What you should do: Copy the rows word for word, starting at the line that contains "cauliflower core, giving" and ending at the line that contains "Target: round wooden serving board", with both of those lines included. Leave the pictures out of your answer.

***** Input rows *****

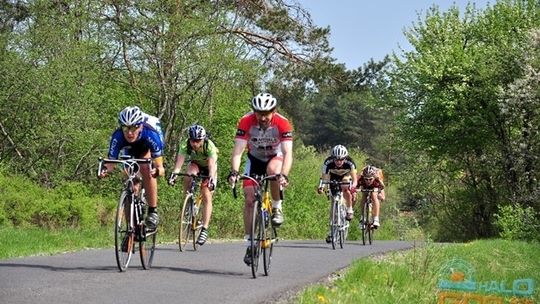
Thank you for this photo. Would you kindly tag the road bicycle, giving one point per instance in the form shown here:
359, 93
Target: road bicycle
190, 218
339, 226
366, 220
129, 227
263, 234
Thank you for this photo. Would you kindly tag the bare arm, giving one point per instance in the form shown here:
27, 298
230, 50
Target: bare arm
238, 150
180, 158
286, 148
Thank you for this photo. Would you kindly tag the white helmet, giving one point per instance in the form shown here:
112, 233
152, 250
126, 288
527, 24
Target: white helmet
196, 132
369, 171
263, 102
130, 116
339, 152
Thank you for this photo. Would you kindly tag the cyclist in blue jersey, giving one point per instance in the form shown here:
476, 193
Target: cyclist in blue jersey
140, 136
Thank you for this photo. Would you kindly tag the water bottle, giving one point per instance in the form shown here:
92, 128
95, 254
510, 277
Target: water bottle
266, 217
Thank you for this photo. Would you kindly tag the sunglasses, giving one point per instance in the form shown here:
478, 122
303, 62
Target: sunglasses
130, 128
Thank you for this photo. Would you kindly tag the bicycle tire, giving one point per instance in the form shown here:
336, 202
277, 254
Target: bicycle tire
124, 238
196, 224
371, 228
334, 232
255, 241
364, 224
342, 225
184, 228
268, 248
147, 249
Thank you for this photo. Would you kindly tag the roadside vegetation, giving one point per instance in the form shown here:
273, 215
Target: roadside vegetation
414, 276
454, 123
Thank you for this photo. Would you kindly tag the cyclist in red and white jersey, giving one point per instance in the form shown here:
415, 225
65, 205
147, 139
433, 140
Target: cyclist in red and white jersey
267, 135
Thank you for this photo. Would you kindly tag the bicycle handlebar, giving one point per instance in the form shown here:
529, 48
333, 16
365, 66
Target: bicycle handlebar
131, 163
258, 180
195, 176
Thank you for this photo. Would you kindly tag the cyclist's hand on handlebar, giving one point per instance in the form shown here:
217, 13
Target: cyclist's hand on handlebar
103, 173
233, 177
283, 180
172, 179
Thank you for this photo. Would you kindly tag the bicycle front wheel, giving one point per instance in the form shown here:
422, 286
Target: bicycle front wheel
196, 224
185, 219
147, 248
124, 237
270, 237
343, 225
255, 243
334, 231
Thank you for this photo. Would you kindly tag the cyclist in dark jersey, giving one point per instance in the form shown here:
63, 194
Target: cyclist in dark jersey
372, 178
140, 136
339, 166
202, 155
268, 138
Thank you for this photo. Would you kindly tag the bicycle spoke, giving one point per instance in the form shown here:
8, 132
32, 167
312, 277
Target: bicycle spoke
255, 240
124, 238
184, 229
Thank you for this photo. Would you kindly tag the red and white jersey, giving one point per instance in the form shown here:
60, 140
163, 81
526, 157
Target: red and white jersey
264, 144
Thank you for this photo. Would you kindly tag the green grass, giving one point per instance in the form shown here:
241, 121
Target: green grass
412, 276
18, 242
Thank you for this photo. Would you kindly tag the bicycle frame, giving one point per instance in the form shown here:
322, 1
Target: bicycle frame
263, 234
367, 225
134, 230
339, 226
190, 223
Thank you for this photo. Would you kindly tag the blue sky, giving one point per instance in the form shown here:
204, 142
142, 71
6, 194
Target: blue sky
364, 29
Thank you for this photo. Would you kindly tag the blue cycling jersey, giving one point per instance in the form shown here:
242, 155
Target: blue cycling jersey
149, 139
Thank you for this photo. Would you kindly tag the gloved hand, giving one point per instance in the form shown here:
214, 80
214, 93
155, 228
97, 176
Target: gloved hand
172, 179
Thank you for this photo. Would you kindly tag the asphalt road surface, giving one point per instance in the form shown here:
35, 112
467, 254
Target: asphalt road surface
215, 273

*****
***** Input rows *****

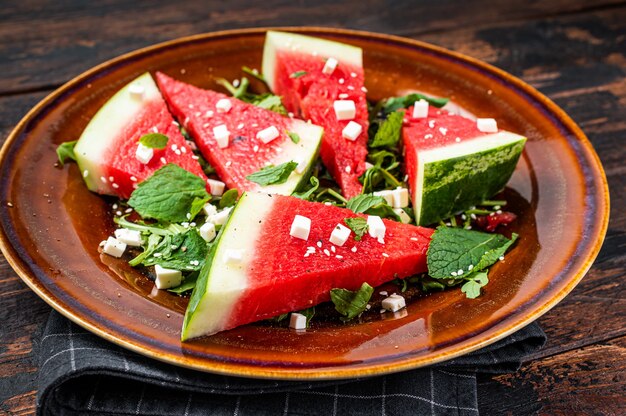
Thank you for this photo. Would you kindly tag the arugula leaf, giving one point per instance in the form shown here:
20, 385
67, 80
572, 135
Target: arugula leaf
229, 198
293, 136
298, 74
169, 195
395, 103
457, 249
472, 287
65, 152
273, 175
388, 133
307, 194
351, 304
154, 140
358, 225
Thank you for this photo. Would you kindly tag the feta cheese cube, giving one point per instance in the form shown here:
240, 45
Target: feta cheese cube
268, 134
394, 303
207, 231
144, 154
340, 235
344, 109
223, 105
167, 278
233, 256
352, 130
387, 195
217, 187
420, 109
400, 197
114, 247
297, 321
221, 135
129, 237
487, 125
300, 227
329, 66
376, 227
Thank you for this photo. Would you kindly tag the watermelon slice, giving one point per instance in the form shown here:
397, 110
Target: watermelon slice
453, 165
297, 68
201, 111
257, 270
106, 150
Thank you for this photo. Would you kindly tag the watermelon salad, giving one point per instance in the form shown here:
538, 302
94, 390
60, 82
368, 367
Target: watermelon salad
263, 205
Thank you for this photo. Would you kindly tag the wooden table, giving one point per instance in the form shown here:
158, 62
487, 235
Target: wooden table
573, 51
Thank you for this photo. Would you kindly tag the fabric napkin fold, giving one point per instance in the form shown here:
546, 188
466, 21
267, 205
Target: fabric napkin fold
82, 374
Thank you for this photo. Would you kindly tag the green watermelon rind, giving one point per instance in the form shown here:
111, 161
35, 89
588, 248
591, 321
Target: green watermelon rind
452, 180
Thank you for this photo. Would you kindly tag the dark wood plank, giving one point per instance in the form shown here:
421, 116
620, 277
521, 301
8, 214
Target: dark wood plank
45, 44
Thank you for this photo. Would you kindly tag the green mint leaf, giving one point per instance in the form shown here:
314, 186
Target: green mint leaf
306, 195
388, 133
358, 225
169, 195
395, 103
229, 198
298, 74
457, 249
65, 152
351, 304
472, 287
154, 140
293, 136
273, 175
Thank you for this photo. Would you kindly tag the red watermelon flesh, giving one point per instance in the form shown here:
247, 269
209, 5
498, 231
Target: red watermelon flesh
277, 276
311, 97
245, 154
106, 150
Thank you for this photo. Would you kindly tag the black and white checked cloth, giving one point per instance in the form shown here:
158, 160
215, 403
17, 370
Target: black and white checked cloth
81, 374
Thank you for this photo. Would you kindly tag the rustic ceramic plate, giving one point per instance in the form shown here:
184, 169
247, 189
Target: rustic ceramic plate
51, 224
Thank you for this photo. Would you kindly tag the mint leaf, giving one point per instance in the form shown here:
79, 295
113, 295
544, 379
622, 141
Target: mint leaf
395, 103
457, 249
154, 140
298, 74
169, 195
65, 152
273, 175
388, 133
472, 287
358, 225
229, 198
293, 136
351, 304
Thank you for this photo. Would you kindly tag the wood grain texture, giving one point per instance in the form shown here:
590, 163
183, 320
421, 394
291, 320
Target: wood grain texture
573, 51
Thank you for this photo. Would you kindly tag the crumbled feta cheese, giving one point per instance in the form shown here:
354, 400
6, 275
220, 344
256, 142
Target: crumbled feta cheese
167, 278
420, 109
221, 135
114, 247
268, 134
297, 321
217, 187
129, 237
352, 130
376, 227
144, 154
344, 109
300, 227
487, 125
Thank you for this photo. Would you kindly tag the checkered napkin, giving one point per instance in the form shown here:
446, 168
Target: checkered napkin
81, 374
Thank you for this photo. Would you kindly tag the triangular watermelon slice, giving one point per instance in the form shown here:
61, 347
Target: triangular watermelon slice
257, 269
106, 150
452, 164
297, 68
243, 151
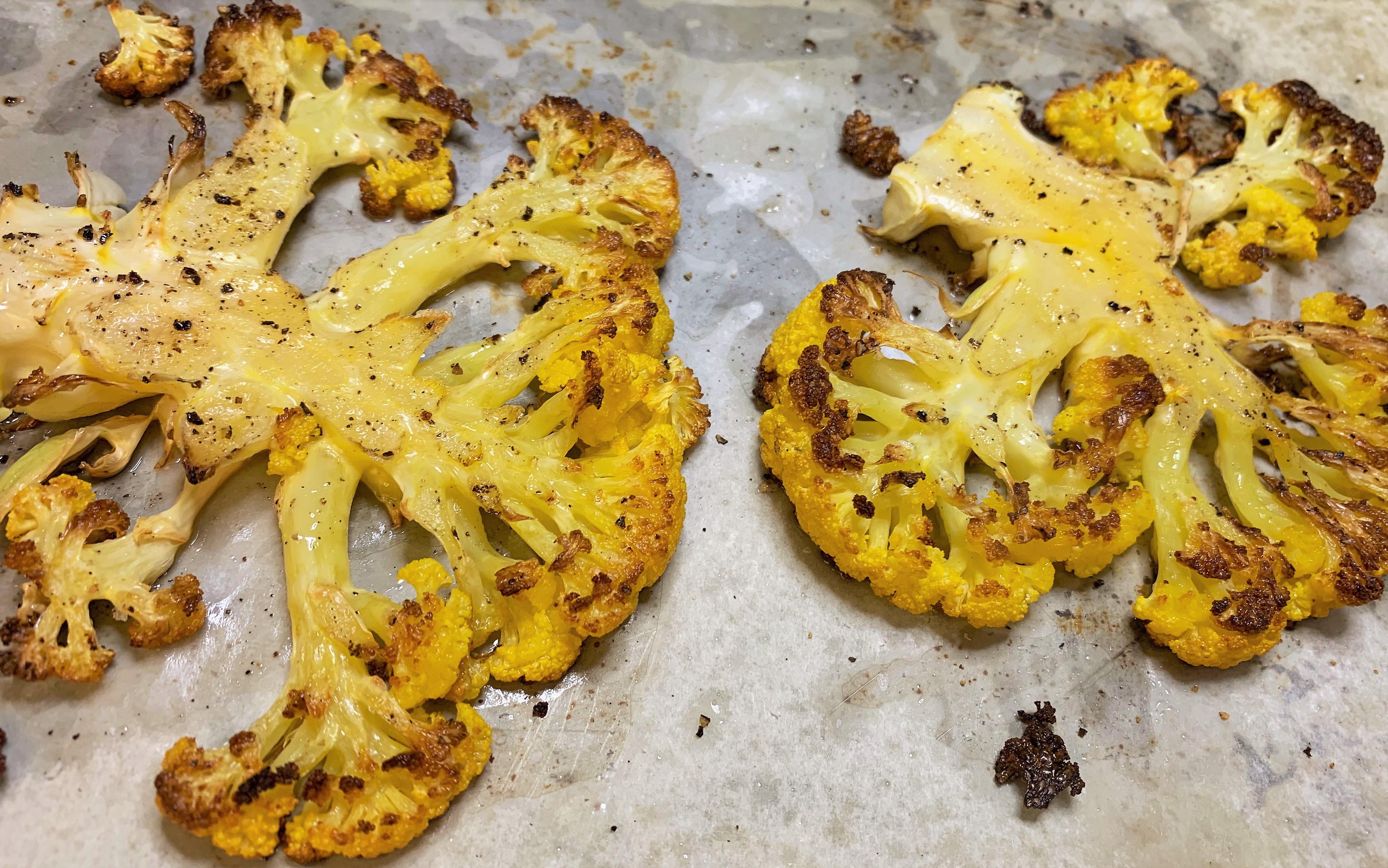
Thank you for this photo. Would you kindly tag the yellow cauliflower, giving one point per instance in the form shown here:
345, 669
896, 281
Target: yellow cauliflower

*****
***** Input rows *****

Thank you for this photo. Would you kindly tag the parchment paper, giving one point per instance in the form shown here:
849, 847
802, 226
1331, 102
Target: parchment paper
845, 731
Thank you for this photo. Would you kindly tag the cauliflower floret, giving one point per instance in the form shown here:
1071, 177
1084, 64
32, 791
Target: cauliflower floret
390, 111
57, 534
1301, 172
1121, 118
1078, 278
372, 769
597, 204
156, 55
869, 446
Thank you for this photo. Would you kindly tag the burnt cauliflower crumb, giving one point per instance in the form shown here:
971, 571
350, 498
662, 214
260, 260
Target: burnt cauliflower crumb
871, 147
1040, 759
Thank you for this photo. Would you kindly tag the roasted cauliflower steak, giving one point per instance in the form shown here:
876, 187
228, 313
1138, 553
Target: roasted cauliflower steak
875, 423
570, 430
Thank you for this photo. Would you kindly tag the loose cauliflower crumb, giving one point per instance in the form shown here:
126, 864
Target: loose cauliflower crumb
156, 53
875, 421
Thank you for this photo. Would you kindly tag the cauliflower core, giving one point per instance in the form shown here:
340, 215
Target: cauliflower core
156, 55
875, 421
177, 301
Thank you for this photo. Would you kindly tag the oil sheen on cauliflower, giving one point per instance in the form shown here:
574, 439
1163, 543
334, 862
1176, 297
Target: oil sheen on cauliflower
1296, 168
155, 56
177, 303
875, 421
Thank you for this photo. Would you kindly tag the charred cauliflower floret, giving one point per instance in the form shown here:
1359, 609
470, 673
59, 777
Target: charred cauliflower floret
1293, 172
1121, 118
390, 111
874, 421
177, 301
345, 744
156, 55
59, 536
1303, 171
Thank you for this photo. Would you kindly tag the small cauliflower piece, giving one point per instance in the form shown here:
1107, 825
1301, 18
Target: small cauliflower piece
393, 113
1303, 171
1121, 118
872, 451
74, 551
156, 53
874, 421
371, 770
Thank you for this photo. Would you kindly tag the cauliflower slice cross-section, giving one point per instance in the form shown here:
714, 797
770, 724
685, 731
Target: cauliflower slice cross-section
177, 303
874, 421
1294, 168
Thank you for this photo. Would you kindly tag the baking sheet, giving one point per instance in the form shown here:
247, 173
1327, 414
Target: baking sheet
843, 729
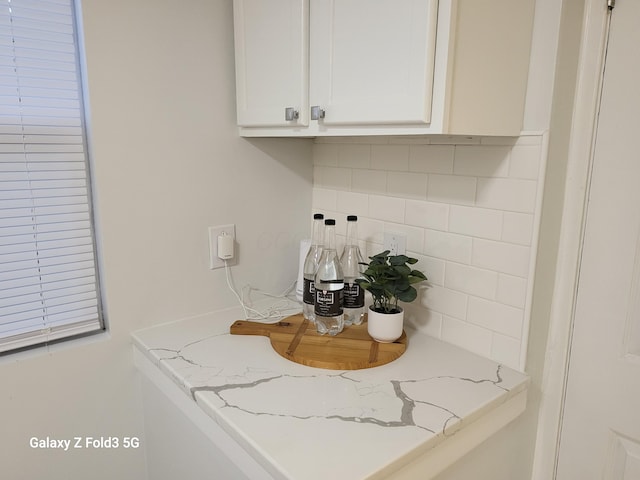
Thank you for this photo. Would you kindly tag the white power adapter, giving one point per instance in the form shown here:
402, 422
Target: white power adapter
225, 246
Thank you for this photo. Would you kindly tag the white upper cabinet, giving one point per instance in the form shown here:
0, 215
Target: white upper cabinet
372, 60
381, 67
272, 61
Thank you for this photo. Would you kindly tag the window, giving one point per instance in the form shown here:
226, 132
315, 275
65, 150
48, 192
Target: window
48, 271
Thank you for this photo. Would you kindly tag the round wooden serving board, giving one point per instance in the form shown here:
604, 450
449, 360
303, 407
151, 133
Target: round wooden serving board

*****

Written answer:
Thank you for this photo. Would you kindly tag the cauliflower core, giving one point per instance in the form shown here:
340, 215
Target: cauliflower core
156, 55
875, 421
177, 301
Thank you for this photo. Would you kindly tag the oil sheen on cauliflower, giving one point per instance in the form shown here:
574, 439
1163, 543
334, 862
1176, 297
Target: oil sheen on cauliflower
1296, 168
155, 56
177, 303
875, 421
Thank you for this photo. Would you kindly tag the charred cauliflower floret, giving one point per instance in the form shown here:
1359, 609
470, 673
59, 777
Target: charred cauliflower floret
1293, 172
1121, 118
390, 111
874, 421
177, 301
345, 744
156, 55
59, 536
1303, 171
Thank you for this photo. Would you kindly tag the small cauliflower piece, giving one point per instance in the form shown here:
1107, 825
1301, 18
Target: small cauliflower piece
393, 113
1303, 171
1121, 118
872, 451
74, 551
156, 53
874, 421
371, 770
Thank you for this photo. Would you kindly tag the cauliflower slice cross-section, giving one point per instance in the form shown here:
714, 797
770, 724
685, 731
Target: cauliflower slice cross-section
177, 303
874, 421
1294, 168
Thank you for this photo. Would you kindly tag the baking sheet, giving one point per instance in the form shown here:
247, 173
1327, 414
Target: baking sheet
843, 729
Thank you for this photo. Would you kindly tag the white power adapter, giving one point per instance in the form shown here:
402, 422
Target: white power adapter
225, 246
Thank you for this photo. Would you kindly tag the white upper cabinet, giving one point per instance in the form shown here:
0, 215
Target: white upper cabinet
372, 60
381, 67
272, 61
Thank you for this photo. Would you kindly tag the window, giving one point per instance in the form shown here:
226, 132
315, 275
65, 150
48, 192
Target: window
48, 271
Thank you for this photo. Would you kindly tag the round wooden serving board, giving one point per instance in the form shown here:
604, 450
449, 360
303, 407
151, 133
Target: round wooden serving board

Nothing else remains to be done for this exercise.